Rewrite the material below from the line with "Target: turquoise ocean water" through the end, putting "groundhog" wherever "marmot" appears and leaving everything else unchanged. Leave the pictures out of your answer.

[Point labeling material]
++++++++++++++++++++

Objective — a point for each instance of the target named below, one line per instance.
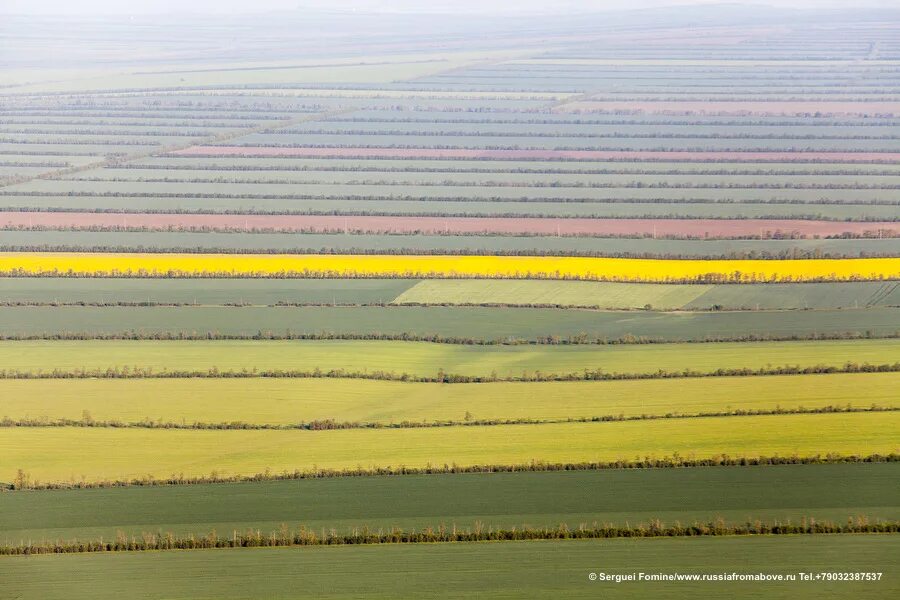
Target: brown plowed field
(738, 107)
(466, 153)
(659, 227)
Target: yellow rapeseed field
(438, 266)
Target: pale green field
(70, 454)
(426, 359)
(552, 570)
(290, 401)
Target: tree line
(514, 184)
(736, 277)
(357, 168)
(778, 234)
(793, 253)
(382, 213)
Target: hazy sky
(126, 7)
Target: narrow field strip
(631, 295)
(497, 500)
(341, 243)
(437, 266)
(550, 569)
(332, 402)
(735, 107)
(43, 453)
(566, 155)
(500, 292)
(701, 228)
(422, 359)
(444, 324)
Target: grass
(426, 359)
(280, 401)
(64, 454)
(476, 323)
(500, 500)
(452, 291)
(502, 570)
(514, 267)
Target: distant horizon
(486, 7)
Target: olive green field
(45, 453)
(826, 492)
(284, 402)
(546, 569)
(477, 323)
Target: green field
(502, 570)
(414, 206)
(595, 294)
(283, 402)
(425, 359)
(501, 500)
(57, 454)
(478, 323)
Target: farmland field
(426, 359)
(280, 402)
(459, 323)
(40, 452)
(786, 492)
(446, 266)
(463, 285)
(511, 569)
(458, 291)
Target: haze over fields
(449, 299)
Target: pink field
(387, 224)
(776, 108)
(466, 153)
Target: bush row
(543, 340)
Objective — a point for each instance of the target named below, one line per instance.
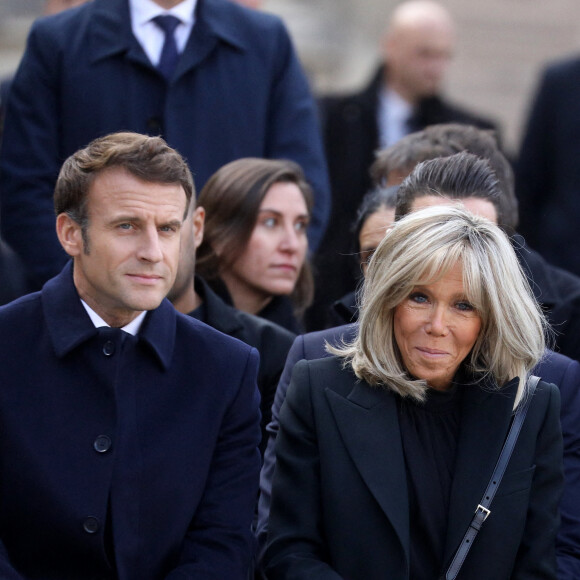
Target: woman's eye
(418, 297)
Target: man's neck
(188, 301)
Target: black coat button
(91, 525)
(109, 348)
(102, 444)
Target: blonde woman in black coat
(385, 450)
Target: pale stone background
(502, 46)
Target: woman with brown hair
(254, 252)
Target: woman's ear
(69, 234)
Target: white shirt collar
(393, 115)
(143, 11)
(132, 328)
(150, 36)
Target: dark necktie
(169, 53)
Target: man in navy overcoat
(128, 446)
(238, 90)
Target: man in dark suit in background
(405, 95)
(129, 434)
(548, 171)
(217, 80)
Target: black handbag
(482, 511)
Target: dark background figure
(548, 171)
(554, 368)
(192, 295)
(375, 214)
(237, 90)
(255, 251)
(405, 95)
(129, 448)
(557, 290)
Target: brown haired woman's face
(275, 253)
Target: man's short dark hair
(459, 176)
(147, 158)
(445, 140)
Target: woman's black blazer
(339, 503)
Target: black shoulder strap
(482, 510)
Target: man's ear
(198, 220)
(69, 234)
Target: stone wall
(502, 46)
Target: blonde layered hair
(420, 249)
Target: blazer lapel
(485, 420)
(369, 426)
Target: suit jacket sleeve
(294, 132)
(568, 539)
(535, 558)
(7, 572)
(30, 162)
(297, 482)
(295, 354)
(220, 543)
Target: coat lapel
(485, 419)
(369, 426)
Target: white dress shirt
(149, 35)
(394, 114)
(132, 328)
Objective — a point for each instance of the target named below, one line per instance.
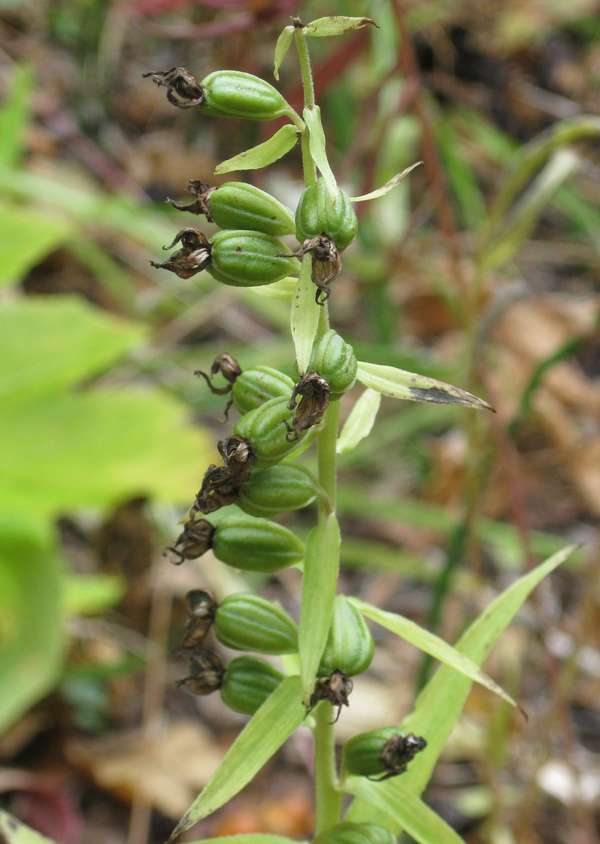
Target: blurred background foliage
(482, 269)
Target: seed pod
(381, 754)
(256, 544)
(247, 684)
(223, 93)
(355, 833)
(278, 489)
(248, 622)
(350, 645)
(249, 259)
(238, 205)
(335, 360)
(320, 213)
(267, 430)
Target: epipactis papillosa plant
(280, 418)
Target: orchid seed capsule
(247, 622)
(247, 684)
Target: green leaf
(430, 644)
(27, 237)
(359, 423)
(404, 811)
(31, 614)
(281, 47)
(263, 154)
(96, 448)
(439, 705)
(260, 739)
(400, 384)
(321, 567)
(305, 315)
(14, 831)
(335, 25)
(316, 145)
(389, 185)
(50, 343)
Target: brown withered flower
(336, 689)
(314, 393)
(183, 89)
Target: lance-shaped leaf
(321, 566)
(389, 185)
(430, 644)
(263, 154)
(316, 144)
(400, 384)
(305, 315)
(360, 422)
(260, 739)
(335, 25)
(281, 47)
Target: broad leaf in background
(268, 729)
(27, 237)
(439, 705)
(399, 384)
(359, 423)
(430, 644)
(14, 831)
(263, 154)
(321, 567)
(50, 343)
(31, 614)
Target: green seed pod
(380, 753)
(355, 833)
(350, 645)
(247, 622)
(256, 386)
(247, 684)
(278, 489)
(253, 544)
(319, 213)
(249, 259)
(335, 360)
(267, 429)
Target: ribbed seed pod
(355, 833)
(278, 489)
(267, 429)
(253, 544)
(335, 360)
(247, 622)
(243, 258)
(320, 213)
(350, 645)
(247, 684)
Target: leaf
(305, 315)
(405, 810)
(439, 705)
(316, 145)
(263, 154)
(14, 831)
(27, 237)
(31, 630)
(281, 47)
(321, 567)
(96, 448)
(360, 422)
(400, 384)
(260, 739)
(430, 644)
(335, 25)
(389, 185)
(67, 340)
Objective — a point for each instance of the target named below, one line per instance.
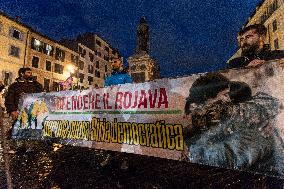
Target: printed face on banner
(228, 119)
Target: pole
(4, 123)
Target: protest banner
(230, 118)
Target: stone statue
(142, 37)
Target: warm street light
(70, 68)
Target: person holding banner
(25, 83)
(254, 51)
(118, 75)
(230, 128)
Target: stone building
(22, 46)
(141, 66)
(95, 56)
(13, 40)
(270, 13)
(50, 61)
(87, 58)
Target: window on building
(59, 54)
(35, 62)
(106, 58)
(143, 67)
(98, 43)
(58, 68)
(97, 74)
(15, 33)
(48, 49)
(74, 59)
(276, 44)
(7, 78)
(81, 65)
(91, 57)
(90, 80)
(82, 51)
(91, 69)
(97, 64)
(14, 51)
(48, 65)
(274, 25)
(133, 68)
(36, 45)
(46, 83)
(56, 86)
(81, 77)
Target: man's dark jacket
(266, 55)
(16, 89)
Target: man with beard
(230, 128)
(254, 50)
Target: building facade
(270, 13)
(50, 61)
(13, 48)
(95, 59)
(141, 66)
(87, 58)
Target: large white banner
(231, 118)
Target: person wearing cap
(118, 75)
(254, 51)
(25, 83)
(230, 128)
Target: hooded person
(230, 128)
(25, 83)
(118, 75)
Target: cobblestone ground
(74, 167)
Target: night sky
(186, 36)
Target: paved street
(73, 167)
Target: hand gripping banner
(230, 119)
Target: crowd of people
(222, 97)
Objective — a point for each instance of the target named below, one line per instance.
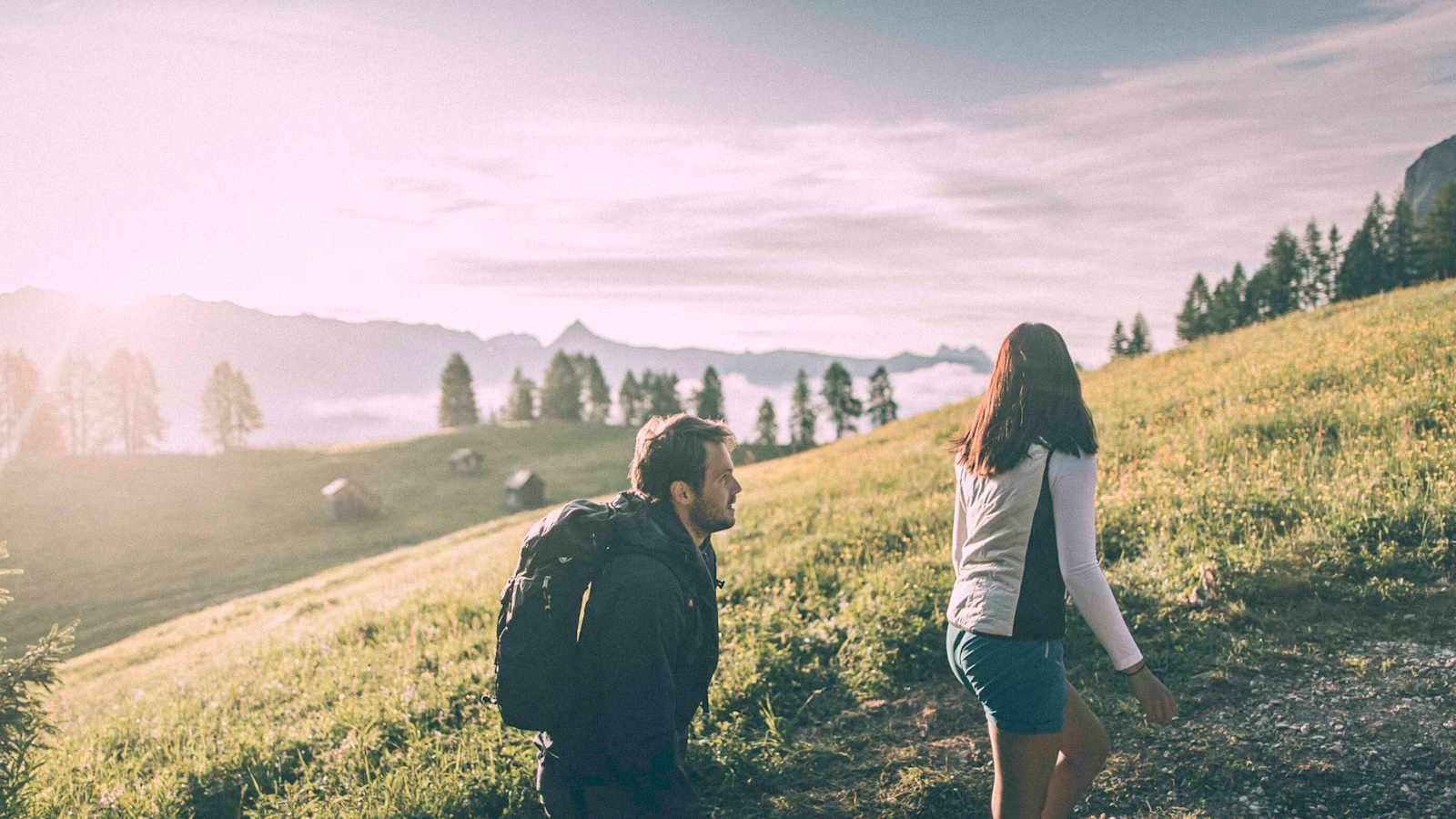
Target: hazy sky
(855, 178)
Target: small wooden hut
(466, 460)
(524, 490)
(346, 500)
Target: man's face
(713, 509)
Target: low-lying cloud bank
(400, 416)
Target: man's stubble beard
(703, 519)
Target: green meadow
(124, 542)
(1278, 511)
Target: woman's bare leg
(1082, 755)
(1024, 763)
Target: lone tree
(801, 413)
(19, 388)
(76, 397)
(596, 390)
(883, 407)
(130, 387)
(839, 399)
(458, 394)
(561, 389)
(521, 404)
(630, 398)
(710, 399)
(768, 424)
(1118, 346)
(1193, 319)
(229, 411)
(24, 717)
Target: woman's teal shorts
(1021, 683)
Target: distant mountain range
(1429, 174)
(300, 366)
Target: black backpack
(541, 606)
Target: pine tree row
(1390, 249)
(574, 389)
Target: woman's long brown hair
(1034, 397)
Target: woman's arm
(1074, 493)
(1074, 496)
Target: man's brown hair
(674, 450)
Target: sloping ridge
(1269, 500)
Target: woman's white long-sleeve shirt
(1021, 541)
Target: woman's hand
(1155, 697)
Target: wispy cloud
(1079, 206)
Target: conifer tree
(1223, 305)
(458, 394)
(1363, 267)
(597, 392)
(883, 407)
(1401, 254)
(1118, 346)
(1439, 235)
(1318, 274)
(1193, 319)
(1259, 296)
(76, 398)
(1285, 285)
(710, 398)
(630, 398)
(19, 388)
(229, 411)
(561, 389)
(521, 404)
(130, 387)
(1142, 341)
(839, 399)
(1245, 307)
(803, 416)
(768, 424)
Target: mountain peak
(575, 332)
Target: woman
(1024, 535)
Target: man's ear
(681, 493)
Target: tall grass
(123, 542)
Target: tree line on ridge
(574, 389)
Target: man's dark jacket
(647, 651)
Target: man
(648, 642)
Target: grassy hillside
(1296, 479)
(127, 542)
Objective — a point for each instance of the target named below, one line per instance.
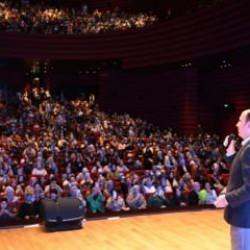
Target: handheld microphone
(228, 140)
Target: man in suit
(236, 199)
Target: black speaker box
(63, 214)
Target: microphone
(228, 140)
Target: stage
(202, 230)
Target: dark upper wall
(208, 32)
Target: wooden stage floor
(202, 230)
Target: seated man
(116, 203)
(135, 198)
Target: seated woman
(5, 212)
(27, 209)
(135, 198)
(96, 200)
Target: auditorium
(124, 124)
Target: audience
(51, 20)
(109, 162)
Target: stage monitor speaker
(63, 214)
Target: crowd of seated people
(51, 20)
(53, 148)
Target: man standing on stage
(236, 199)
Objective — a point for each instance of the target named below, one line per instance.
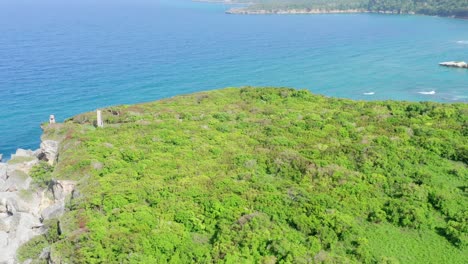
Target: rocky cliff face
(24, 206)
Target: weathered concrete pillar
(99, 122)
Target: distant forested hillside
(262, 175)
(457, 8)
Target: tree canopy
(264, 175)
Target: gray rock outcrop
(23, 209)
(49, 151)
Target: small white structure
(99, 122)
(51, 119)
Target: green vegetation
(457, 8)
(265, 175)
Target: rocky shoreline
(24, 206)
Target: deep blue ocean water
(68, 57)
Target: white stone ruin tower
(100, 122)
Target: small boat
(455, 64)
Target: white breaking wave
(427, 93)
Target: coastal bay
(60, 63)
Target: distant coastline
(250, 8)
(307, 11)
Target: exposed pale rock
(17, 180)
(53, 211)
(3, 171)
(49, 150)
(23, 153)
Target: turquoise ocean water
(68, 57)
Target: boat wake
(427, 93)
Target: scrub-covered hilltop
(262, 175)
(455, 8)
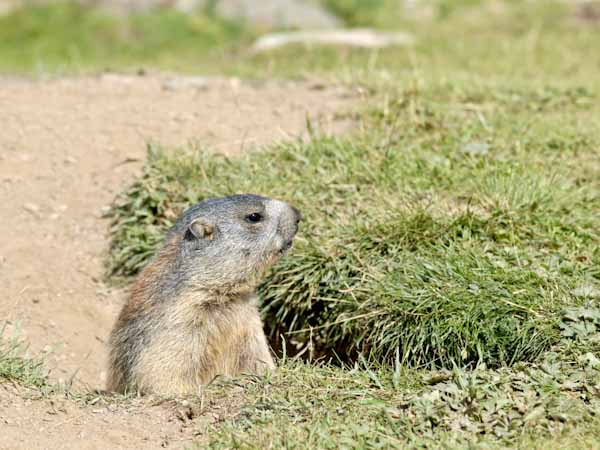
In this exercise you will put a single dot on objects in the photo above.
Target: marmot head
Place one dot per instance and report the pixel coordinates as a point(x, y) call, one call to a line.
point(228, 243)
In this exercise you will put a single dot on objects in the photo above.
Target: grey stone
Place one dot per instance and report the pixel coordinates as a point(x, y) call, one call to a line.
point(365, 38)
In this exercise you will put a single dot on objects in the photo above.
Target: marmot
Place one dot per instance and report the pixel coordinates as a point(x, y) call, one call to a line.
point(192, 313)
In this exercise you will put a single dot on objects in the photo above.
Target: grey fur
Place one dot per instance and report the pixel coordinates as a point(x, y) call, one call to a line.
point(192, 311)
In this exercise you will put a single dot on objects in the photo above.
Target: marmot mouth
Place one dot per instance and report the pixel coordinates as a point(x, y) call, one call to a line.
point(286, 246)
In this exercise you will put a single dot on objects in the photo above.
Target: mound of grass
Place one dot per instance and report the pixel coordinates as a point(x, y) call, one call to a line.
point(323, 407)
point(69, 37)
point(436, 237)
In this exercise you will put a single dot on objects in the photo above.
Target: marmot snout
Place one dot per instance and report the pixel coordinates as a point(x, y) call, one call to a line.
point(192, 313)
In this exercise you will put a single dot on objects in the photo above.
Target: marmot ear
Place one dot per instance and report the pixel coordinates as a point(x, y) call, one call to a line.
point(201, 229)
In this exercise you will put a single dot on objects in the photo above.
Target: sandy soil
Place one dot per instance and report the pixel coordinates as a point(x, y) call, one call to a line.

++++++++++++++++++++

- [Task answer]
Target: turquoise ocean water
(68, 57)
Target: boat wake
(427, 93)
Target: scrub-covered hilltop
(262, 175)
(455, 8)
In this exercise you will put a single dot on objects in the photo above.
Target: groundhog head
Place one dot per instance and report the pixel coordinates as a point(x, y) call, one call to a line.
point(228, 243)
In this exercise you will put a single dot on objects in the photo above.
Target: grey stone
Place one dot per instance and report the pixel coordinates as a point(x, y) call, one call to a line.
point(365, 38)
In this exercise you will put a single dot on objects in the photo above.
Target: groundhog
Place one dot per instance and report the pixel coordinates as a point(x, y) call, one call to a line.
point(192, 313)
In this exercise you will put a single dot on objects in the photo above.
Target: grey fur
Place one dot per instance and report the pixel coordinates as a point(x, y) call, one call to a line.
point(192, 311)
In this exercise you will put a single dot on objects in the photo above.
Target: groundhog mouth
Place one dot per instance and report the pixel coordinates as a point(x, y) call, one call to a line.
point(286, 246)
In this exercise you will put a single dot on objects in the photo above.
Target: mound of grass
Place one dot per instance and report the pixel coordinates as a point(x, y) call, one call to a line.
point(323, 407)
point(69, 37)
point(436, 237)
In this exercise you will put a single dot on objects in the photo above.
Target: groundhog snout
Place one dot per instance and report the pixel coordinates as a point(x, y) call, one call to a line.
point(192, 313)
In this exercise you will put a single dot on objects in the photo above.
Target: groundhog ear
Place one dot per instance and report the pixel coordinates as a point(x, y) call, one call to a line.
point(201, 229)
In this exercise you will put a single dot on objects in the photo above.
Target: sandy soil
Place one dot per instance and report the pixel coordinates as a point(x, y) call, one call to a line.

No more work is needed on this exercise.